* **ASSIGNMENT**: Retype word for word the passage in the article about involving patients and families in hospital care, everything from "Rahn, who began" down to "into private suites.".

* **EXCERPT TO READ**:
Content starts
Kathy Lease - a multiple-myeloma patient and former superintendent of the Texarkana School District who was recruited by UAMS to serve on the advisory councils - said doctors and teachers at UAMS seek her out regularly for input.

“The more voices, the better. It is so very important,” Lease said. “I’m so proud of the commitment I’ve seen the leadership give to this. We’ve all seen initiatives come and go, but this is a long-term commitment.”

NEW CONCEPT?

Rahn, who began his career in 1979 at the Yale University School of Medicine, said involving the patient and the family in medical care is not a new idea. He likened the concept to his early days, when medical house calls were the norm.

“We actually did this back then. We have just gotten away from it over the years,” Rahn said.

Moretz said the UAMS culture overhaul is more than just a change in customer service.

“This is engaging patients and their families at all levels,” Moretz said.

Other Arkansas hospitals have had similar policies in practice, but none has gone to the extreme of a total overhaul of organization, policies and curriculum such as UAMS.

Baptist Health adopted the Relationship Based Care model in 2006 to train nurses to involve patients and their families in patient care. Baptist also remodeled all but 15 percent of its patient rooms into private suites.

St. Vincent Health System has moved to all-private rooms and has formed a Patient and Family Advisory Council. The group, which meets six times a year, is composed of patient and family representatives and hospital representatives to bring about changes that “make our culture more person-centered,” St. Vincent spokesman Margaret Preston said.

St. Bernards Healthcare in Jonesboro has converted the majority of its 438 beds to private rooms. The hospital has implemented “bedside shift reports” where the full medical team - doctors, nurses, therapists and/or other specialty care-team members - meets with the family each morning to discuss the patient’s care.

“The patient is always at the center of everything we do. Even in private meetings, our debates or discussions always center around, ‘Is this best for the patient?’ The bedside shift reports are a triangle with the doctor, care team and the patient,” said Kathryn Blackman, St. Bernards’ vice president of critical care, heart care and cancer services.

St. Bernards also enacted a policy that allows family members - if they choose - to be in the room during resuscitation efforts, whether it is in the emergency department after a traumatic injury or in the neonatal intensive-care unit.

“We are even inviting siblings to come in during this time if the family thinks it is appropriate,” said Dana Lands, St. Bernards’ director of nursing care in the Neonatal Intensive Care Unit. “We started this about a year ago. It is a different mindset for the nursing staff, and we have done a lot of education on it.”
Content ends
* **SUPPLIED INFORMATION**:
Content starts
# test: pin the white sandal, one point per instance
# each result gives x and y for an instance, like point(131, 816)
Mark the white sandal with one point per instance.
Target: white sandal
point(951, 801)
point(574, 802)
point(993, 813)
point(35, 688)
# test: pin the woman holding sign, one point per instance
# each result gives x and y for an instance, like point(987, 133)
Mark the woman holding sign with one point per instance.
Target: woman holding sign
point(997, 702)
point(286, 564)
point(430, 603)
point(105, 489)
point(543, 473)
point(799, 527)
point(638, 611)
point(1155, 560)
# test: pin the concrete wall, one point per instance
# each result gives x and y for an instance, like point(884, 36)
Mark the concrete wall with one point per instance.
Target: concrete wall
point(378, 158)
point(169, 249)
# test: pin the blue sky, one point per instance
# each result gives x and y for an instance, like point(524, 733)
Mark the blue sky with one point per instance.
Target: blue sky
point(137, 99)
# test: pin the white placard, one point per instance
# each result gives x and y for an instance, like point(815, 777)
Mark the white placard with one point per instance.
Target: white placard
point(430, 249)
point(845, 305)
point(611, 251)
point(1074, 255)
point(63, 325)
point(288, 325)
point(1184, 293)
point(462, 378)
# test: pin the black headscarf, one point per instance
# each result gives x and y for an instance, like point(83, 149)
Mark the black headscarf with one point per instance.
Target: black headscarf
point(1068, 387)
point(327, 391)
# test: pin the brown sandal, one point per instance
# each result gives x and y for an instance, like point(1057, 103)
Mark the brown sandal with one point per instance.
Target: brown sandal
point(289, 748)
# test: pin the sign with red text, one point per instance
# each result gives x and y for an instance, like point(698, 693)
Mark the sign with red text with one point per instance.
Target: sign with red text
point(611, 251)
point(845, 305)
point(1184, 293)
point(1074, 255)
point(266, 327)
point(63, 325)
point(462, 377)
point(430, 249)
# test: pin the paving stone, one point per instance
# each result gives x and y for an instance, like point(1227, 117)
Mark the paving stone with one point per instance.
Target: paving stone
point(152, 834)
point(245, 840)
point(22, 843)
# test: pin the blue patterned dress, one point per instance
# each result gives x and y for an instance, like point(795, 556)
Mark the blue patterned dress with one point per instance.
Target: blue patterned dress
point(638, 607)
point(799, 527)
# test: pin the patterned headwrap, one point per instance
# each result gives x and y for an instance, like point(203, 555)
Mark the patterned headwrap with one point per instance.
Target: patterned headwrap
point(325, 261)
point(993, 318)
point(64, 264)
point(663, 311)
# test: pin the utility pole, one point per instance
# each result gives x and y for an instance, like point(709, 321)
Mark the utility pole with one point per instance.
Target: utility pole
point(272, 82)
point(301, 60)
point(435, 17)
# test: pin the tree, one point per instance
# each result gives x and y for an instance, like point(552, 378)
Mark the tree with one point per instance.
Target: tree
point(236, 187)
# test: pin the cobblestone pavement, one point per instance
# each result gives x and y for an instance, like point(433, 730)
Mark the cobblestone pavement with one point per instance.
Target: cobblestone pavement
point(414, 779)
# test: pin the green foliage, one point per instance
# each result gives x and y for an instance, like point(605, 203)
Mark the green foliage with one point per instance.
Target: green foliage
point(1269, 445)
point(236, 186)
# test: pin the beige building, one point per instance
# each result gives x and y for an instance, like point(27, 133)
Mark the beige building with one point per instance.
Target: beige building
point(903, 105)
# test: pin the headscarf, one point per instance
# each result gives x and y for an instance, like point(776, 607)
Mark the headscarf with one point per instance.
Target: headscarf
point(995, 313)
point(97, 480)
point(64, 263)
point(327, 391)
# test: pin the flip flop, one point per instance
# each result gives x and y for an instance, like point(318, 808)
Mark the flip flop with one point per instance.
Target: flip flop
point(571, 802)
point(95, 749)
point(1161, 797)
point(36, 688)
Content ends
* **YOUR SOLUTION**:
Rahn, who began his career in 1979 at the Yale University School of Medicine, said involving the patient and the family in medical care is not a new idea. He likened the concept to his early days, when medical house calls were the norm.

“We actually did this back then. We have just gotten away from it over the years,” Rahn said.

Moretz said the UAMS culture overhaul is more than just a change in customer service.

“This is engaging patients and their families at all levels,” Moretz said.

Other Arkansas hospitals have had similar policies in practice, but none has gone to the extreme of a total overhaul of organization, policies and curriculum such as UAMS.

Baptist Health adopted the Relationship Based Care model in 2006 to train nurses to involve patients and their families in patient care. Baptist also remodeled all but 15 percent of its patient rooms into private suites.